* **Excerpted text**:
However, your mouth may still fall open during the night, rendering the CPAP therapy less effective.
Sleep apnea or not, nasal breathing at night rather than mouth breathing can help alleviate airway issues, health risks, and snoring. That’s why a nose breathing device that helps to keep your mouth closed while sleeping is essential.
There are many types of these devices on the market and sorting through all of the options can be tricky to navigate.
We’ve gathered the best five options to help you make a painless, educated choice. Some devices are one-and-done purchases, while other disposable treatments require continuous purchasing.
One popular treatment option is a Mandibular Advancement Device (MAD), which works by holding the jaw in a forward position.
1. Mandibular Advancement Devices (MADs)
MAD’s, named after the technical name for the jaw bone (mandible), work by moving the lower jaw forward. This is thought to keep the airway separated and open, leading to less turbulence and vibration.
However, some users report discomfort and shifting of the teeth, so this option is not for everyone.
A popular MAD from SnoreRxfeatures custom molding trays to fit any mouth shape. The device is also adjustable, which may help prevent teeth shifting.

Data drawn from a collection:
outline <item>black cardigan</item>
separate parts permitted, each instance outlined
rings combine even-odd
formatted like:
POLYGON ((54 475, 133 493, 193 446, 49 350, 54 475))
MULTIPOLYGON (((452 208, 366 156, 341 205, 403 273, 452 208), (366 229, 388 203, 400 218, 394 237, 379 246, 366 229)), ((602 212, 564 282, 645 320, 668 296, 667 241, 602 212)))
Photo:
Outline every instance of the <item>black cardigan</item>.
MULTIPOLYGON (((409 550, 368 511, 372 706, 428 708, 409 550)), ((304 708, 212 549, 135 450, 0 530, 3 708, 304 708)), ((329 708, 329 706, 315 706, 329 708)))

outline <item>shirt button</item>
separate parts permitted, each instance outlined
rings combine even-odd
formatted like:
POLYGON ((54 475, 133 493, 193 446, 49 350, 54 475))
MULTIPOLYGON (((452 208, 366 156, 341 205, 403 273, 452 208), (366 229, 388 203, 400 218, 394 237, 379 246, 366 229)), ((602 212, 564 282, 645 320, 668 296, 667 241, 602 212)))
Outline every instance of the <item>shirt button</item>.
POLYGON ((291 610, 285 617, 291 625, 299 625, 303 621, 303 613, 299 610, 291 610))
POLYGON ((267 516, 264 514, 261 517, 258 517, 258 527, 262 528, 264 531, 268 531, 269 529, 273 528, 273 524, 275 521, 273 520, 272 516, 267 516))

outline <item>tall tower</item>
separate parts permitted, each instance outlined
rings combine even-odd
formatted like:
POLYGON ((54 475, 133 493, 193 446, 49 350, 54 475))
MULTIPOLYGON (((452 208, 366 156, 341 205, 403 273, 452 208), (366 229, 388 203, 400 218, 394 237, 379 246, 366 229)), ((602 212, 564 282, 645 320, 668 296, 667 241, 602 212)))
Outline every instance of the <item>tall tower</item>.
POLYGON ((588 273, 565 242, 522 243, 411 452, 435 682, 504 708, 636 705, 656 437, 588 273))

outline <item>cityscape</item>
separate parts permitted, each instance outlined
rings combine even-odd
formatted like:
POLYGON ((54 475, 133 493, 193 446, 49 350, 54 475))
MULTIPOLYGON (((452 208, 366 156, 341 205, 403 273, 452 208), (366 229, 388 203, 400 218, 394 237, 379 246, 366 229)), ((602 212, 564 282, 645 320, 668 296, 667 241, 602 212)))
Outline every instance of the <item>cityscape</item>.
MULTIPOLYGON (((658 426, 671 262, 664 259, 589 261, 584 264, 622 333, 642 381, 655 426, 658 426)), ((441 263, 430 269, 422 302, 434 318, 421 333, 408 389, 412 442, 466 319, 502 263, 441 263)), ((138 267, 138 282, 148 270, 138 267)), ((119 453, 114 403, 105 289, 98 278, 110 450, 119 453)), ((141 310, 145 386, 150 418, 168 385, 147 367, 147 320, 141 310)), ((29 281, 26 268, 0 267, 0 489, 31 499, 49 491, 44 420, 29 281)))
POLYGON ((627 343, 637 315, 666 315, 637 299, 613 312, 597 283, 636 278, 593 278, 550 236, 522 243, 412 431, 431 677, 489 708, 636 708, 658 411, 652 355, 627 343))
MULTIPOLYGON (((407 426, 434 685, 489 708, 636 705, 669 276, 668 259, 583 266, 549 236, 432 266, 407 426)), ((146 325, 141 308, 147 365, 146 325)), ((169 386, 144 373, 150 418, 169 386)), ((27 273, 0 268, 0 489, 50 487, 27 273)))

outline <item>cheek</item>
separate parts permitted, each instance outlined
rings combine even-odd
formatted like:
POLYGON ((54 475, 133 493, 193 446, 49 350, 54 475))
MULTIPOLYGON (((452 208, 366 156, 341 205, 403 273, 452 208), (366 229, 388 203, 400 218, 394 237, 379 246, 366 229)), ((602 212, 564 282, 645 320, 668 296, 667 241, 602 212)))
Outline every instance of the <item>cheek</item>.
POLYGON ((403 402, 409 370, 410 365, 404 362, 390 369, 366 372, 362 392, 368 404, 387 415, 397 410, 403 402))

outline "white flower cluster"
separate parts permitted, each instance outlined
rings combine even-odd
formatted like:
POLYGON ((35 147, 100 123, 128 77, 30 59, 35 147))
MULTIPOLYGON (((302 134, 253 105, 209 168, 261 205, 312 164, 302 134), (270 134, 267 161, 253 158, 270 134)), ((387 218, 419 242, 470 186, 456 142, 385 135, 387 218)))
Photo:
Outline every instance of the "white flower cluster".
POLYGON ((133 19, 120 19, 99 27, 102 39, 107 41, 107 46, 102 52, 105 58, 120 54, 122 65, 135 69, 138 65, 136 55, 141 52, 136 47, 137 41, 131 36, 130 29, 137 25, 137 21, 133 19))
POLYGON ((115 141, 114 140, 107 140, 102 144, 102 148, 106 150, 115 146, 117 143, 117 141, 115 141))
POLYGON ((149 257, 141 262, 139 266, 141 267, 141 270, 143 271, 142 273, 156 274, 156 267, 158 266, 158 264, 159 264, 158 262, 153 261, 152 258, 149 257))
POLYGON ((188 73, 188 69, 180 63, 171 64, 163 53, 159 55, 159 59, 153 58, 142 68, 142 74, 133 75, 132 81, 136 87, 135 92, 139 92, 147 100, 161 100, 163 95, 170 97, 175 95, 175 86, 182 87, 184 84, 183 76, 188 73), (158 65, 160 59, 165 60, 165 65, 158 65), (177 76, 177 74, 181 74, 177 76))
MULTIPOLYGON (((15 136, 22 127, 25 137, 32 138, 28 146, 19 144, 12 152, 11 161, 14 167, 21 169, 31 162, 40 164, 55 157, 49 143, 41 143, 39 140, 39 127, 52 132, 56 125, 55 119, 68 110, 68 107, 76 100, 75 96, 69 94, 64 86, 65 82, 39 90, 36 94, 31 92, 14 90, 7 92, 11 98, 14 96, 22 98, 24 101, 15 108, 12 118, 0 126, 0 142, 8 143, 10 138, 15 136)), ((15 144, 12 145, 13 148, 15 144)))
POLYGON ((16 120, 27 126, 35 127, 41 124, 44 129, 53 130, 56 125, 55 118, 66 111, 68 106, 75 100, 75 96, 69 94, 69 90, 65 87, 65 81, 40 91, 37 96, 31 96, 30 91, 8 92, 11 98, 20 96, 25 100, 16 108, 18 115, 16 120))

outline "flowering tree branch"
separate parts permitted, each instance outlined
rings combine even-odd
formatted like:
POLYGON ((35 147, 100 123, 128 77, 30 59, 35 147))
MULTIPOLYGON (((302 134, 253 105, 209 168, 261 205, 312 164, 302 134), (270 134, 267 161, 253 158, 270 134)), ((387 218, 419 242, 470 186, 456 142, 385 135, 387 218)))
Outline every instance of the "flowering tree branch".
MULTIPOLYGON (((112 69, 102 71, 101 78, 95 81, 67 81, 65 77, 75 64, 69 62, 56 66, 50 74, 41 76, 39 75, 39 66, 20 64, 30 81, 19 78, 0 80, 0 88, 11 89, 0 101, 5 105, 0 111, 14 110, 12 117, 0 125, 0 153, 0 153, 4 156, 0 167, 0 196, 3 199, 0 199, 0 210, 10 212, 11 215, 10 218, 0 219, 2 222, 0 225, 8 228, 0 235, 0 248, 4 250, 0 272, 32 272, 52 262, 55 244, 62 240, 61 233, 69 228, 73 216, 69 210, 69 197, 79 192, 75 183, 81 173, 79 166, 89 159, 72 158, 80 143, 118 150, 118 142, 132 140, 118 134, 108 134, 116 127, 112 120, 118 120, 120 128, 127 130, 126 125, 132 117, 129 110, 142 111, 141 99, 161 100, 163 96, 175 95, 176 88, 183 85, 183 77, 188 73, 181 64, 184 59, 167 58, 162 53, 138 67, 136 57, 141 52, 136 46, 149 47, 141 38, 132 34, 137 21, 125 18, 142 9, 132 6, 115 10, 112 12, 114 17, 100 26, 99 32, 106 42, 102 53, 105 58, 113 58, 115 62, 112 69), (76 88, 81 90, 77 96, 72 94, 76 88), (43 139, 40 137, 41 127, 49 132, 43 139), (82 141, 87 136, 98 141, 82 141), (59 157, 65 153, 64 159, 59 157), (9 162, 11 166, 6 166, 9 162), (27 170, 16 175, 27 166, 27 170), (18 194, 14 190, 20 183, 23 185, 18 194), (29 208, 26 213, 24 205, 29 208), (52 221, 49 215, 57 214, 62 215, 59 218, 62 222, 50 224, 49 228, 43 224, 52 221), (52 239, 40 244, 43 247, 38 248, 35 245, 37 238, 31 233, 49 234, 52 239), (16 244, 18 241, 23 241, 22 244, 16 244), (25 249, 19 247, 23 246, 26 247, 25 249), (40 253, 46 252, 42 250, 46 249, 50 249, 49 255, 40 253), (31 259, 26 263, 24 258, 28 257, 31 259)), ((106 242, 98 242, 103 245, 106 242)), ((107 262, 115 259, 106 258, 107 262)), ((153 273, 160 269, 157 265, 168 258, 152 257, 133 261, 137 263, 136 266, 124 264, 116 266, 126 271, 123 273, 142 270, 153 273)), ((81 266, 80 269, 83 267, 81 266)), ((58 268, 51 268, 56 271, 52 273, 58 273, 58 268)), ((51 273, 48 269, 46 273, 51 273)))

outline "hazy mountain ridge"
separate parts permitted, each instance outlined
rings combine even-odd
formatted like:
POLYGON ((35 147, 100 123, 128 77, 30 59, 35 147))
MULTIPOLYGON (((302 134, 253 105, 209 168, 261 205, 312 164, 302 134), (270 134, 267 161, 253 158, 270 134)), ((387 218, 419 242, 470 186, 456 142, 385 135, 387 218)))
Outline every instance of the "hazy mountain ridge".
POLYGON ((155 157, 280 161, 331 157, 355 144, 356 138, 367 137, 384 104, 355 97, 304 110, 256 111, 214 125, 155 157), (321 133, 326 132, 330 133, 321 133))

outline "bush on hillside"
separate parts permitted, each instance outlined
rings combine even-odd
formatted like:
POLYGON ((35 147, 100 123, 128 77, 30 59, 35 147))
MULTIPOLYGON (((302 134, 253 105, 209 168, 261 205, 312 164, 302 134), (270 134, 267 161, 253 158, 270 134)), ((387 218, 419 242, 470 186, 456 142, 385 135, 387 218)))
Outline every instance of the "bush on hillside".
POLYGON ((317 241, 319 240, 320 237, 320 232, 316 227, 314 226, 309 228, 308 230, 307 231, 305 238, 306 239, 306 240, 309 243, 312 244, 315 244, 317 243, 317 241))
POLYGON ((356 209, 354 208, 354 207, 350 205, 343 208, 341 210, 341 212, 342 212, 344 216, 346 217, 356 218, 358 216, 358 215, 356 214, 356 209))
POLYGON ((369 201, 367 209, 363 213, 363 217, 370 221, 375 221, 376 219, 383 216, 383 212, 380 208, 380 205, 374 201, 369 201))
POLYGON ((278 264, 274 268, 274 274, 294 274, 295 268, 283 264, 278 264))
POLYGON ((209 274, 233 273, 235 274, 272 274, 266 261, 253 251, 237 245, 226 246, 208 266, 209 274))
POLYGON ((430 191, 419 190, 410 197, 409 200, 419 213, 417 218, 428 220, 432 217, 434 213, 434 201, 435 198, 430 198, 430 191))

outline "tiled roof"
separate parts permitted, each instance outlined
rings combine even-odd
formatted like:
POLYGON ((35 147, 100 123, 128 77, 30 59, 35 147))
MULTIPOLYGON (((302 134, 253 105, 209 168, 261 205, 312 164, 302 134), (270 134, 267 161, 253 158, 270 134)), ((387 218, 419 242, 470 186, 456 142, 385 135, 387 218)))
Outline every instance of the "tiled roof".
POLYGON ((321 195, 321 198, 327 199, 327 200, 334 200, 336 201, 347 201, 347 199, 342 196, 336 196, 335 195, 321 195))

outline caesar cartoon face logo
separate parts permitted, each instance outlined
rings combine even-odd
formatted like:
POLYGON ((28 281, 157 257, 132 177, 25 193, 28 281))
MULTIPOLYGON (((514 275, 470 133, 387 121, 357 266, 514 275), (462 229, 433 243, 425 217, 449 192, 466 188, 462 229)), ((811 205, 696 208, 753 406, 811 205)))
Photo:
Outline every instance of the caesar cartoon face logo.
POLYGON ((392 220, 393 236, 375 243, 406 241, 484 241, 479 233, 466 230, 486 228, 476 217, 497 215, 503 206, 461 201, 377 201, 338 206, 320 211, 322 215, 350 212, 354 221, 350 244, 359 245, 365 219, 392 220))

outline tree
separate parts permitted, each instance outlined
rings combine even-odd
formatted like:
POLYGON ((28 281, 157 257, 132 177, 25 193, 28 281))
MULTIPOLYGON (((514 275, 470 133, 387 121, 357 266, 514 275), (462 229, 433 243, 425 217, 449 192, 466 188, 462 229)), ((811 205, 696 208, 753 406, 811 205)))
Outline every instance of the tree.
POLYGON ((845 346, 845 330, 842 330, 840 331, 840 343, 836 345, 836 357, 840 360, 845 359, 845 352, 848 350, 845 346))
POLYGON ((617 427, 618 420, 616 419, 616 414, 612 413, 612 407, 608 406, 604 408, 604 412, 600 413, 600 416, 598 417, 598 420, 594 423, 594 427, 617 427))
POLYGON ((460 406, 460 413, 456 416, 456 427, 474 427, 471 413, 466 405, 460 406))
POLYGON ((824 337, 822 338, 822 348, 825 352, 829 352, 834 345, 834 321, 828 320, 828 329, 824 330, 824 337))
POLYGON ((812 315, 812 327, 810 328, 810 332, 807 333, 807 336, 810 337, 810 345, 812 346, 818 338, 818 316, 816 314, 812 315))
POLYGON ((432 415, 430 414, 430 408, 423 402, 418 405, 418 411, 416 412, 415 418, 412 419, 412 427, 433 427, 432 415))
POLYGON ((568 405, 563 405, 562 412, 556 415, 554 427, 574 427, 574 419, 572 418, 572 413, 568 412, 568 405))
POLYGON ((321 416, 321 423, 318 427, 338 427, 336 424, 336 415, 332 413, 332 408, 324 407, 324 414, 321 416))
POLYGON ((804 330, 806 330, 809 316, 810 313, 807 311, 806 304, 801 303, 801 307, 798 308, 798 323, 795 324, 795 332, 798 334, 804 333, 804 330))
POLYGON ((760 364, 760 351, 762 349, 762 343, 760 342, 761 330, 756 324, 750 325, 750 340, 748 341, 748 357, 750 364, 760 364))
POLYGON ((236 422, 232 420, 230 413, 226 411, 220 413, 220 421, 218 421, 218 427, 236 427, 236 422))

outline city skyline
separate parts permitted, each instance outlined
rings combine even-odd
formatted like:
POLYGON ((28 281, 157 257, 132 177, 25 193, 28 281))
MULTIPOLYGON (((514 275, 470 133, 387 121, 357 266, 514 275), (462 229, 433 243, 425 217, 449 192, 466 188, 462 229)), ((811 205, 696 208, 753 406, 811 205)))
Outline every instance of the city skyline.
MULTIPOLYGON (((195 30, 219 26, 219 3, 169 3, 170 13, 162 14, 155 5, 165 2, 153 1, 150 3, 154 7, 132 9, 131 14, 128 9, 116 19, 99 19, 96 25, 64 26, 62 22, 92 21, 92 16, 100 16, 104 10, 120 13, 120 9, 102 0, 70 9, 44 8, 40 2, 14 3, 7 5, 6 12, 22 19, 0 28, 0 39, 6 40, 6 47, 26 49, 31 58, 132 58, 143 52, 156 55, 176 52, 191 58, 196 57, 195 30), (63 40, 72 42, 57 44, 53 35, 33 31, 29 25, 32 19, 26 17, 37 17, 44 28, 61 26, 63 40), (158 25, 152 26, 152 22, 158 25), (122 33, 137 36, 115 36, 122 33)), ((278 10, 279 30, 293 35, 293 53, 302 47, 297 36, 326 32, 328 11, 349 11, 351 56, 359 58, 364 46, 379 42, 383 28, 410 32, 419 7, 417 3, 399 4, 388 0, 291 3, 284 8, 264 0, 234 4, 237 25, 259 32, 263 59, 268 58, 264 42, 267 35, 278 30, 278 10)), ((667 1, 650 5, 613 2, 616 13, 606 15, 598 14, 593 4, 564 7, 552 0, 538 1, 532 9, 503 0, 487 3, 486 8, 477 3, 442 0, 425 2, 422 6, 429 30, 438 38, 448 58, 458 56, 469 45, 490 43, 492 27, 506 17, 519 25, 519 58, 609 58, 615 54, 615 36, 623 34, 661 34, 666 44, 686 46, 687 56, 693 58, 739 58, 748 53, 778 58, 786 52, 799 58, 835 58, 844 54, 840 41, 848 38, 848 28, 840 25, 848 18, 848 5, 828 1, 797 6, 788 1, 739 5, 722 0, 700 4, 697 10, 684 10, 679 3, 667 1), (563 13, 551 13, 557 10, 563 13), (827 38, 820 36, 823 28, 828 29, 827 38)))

* **What is required**:
According to the text about nose breathing devices, how does a Mandibular Advancement Device work?

* **Response area**:
It moves the lower jaw forward, holding it in a forward position.